* [Problem]
Print out the records in full, keeping each word unchanged.

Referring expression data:
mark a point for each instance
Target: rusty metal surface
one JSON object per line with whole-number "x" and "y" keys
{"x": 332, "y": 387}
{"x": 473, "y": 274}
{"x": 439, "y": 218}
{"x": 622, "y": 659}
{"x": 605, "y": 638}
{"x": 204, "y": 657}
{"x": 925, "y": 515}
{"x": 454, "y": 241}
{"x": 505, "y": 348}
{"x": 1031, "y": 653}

* [Response area]
mark a point for each instance
Target: rusty metal surface
one JSON object per line with whole-number "x" and "y" keys
{"x": 332, "y": 387}
{"x": 473, "y": 274}
{"x": 439, "y": 218}
{"x": 622, "y": 659}
{"x": 605, "y": 638}
{"x": 204, "y": 657}
{"x": 925, "y": 515}
{"x": 454, "y": 241}
{"x": 505, "y": 348}
{"x": 1031, "y": 653}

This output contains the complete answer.